## Exercise
Answer these questions using the Seattle budget review announcement:
1. How many pages long is the report?
2. In which month did the Select Budget Committee start, instead of September?
3. According to Councilmember Strauss, what did the Council analyze in past years?

Seattle City Council releases detailed, 5-year review of City budget

Seattle City Council releases detailed, 5-year review of City budget

The Seattle City Council released a first-of-its-kind 5-year review of the City of Seattle’s budget today. The 224-page report summarizes the budget by department to better understand how city resources are allocated, how the budget has grown between 2019 and 2024 and what has driven its growth over time. 

“It is critical to me that we examine and review our entire city budget to understand where growth has occurred and where savings can be found. The City Council has not taken this level of examination in over 25 years. By starting the Select Budget Committee in April instead of September, we are doing the analysis needed to make informed decisions on how to close our structural budget gap.” said Councilmember Dan Strauss (District 6), Chair of the Select Budget Committee.

“This Council is working with urgency to address our budget issues, and as Chair of the Select Budget Committee I am leading a process that is already in full swing. We are already releasing an unprecedented level of data from our Central Staff analysts. In years past we have only analyzed the incremental change in the budget year after year. This year, we’re taking critical steps to solving our budget holistically, instead of incrementally,” said Councilmember Strauss.

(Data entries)

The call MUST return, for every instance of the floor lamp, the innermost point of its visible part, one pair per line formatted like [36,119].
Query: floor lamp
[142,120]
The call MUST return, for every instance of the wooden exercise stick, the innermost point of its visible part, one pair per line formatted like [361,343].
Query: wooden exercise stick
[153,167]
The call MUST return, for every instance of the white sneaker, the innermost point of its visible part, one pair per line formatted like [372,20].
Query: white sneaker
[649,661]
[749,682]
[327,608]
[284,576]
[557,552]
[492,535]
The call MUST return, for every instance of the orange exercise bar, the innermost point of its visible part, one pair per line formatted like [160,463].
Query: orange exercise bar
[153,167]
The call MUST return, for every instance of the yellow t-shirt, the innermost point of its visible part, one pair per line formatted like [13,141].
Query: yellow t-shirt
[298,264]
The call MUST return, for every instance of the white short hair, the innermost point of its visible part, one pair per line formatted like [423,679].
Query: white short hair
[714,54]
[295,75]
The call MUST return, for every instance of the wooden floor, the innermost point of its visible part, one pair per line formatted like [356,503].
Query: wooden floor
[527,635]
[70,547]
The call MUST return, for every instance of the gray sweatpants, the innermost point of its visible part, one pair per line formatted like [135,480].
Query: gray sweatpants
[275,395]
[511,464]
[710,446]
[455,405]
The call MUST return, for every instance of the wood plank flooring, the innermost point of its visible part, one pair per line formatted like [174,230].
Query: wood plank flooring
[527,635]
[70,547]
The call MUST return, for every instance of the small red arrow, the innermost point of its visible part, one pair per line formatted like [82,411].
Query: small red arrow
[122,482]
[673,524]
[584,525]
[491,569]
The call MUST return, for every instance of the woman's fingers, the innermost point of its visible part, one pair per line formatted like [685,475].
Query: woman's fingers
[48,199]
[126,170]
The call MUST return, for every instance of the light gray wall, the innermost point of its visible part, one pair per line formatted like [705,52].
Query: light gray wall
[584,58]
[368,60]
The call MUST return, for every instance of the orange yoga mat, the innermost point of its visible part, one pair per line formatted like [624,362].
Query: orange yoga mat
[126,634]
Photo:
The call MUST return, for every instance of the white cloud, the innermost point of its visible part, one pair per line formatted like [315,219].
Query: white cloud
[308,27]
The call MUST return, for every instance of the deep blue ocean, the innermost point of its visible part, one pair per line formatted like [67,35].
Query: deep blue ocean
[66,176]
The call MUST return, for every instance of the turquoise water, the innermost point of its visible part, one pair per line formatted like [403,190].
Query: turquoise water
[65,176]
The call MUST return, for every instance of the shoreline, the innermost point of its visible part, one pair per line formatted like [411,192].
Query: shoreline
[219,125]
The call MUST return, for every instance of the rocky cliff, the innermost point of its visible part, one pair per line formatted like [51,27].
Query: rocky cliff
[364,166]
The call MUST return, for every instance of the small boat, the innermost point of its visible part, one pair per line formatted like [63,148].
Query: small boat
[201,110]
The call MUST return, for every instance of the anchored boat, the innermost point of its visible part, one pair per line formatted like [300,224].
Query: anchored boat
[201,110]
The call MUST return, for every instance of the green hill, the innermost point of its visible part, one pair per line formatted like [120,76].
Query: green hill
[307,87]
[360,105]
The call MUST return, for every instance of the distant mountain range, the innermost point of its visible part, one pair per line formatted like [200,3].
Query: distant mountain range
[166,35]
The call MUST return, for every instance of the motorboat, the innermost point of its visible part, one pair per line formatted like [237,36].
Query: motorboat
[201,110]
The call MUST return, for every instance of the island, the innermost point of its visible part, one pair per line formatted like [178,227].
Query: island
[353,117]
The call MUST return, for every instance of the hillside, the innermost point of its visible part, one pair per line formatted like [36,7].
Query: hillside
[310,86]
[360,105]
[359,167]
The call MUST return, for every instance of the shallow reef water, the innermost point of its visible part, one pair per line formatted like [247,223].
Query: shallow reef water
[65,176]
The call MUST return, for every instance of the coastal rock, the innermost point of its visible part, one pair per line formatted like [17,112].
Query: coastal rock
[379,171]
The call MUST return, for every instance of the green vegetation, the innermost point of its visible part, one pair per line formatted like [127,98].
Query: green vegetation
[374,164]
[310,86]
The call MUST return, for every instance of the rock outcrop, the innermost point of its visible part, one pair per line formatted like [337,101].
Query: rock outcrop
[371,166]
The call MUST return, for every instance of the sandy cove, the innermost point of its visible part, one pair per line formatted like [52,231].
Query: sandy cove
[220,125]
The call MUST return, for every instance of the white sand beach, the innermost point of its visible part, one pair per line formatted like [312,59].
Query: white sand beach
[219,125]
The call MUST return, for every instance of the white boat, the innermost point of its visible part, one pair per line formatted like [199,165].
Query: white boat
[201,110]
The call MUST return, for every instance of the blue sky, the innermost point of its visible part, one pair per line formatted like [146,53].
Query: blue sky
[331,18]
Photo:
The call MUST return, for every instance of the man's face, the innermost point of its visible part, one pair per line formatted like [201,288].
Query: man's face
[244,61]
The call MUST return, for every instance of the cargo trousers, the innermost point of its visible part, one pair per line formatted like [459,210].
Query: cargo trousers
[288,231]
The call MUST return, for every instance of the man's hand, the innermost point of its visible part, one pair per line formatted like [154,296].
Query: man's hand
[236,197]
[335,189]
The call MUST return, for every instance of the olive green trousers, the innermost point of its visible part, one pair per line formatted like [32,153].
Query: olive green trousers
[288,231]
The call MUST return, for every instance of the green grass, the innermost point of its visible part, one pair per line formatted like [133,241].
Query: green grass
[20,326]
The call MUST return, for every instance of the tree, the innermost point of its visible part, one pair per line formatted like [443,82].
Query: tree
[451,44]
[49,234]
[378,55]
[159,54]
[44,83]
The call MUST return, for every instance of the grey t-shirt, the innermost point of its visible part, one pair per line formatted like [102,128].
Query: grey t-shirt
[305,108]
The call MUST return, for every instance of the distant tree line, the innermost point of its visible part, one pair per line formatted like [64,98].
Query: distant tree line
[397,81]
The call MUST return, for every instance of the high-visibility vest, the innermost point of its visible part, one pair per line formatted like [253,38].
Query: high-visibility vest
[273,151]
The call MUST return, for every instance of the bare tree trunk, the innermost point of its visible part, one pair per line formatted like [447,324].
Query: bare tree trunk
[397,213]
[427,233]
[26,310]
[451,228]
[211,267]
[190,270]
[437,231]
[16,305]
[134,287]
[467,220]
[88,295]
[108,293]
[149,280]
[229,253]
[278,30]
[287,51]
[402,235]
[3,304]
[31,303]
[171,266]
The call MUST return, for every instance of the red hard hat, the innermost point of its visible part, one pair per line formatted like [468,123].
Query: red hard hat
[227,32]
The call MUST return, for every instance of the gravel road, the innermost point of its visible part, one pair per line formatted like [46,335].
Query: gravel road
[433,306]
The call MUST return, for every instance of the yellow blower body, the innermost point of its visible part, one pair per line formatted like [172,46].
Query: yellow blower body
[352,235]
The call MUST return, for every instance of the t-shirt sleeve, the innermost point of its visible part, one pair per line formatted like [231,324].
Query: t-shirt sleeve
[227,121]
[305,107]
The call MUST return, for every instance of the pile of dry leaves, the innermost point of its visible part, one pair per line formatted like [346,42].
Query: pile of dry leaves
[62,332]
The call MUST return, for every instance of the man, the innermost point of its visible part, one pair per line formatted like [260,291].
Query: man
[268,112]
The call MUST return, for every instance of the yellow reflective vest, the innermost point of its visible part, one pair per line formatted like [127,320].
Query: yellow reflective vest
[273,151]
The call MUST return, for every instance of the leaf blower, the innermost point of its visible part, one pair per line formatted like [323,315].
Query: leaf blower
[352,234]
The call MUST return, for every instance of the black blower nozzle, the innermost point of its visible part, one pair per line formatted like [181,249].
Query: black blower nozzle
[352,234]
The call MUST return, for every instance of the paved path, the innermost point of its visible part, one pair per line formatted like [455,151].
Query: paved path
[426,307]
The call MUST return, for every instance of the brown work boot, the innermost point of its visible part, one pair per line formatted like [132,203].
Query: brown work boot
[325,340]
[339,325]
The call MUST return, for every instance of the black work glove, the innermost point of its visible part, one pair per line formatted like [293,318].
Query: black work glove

## Your response
1. 224 pages
2. April
3. Only the incremental change in the budget year after year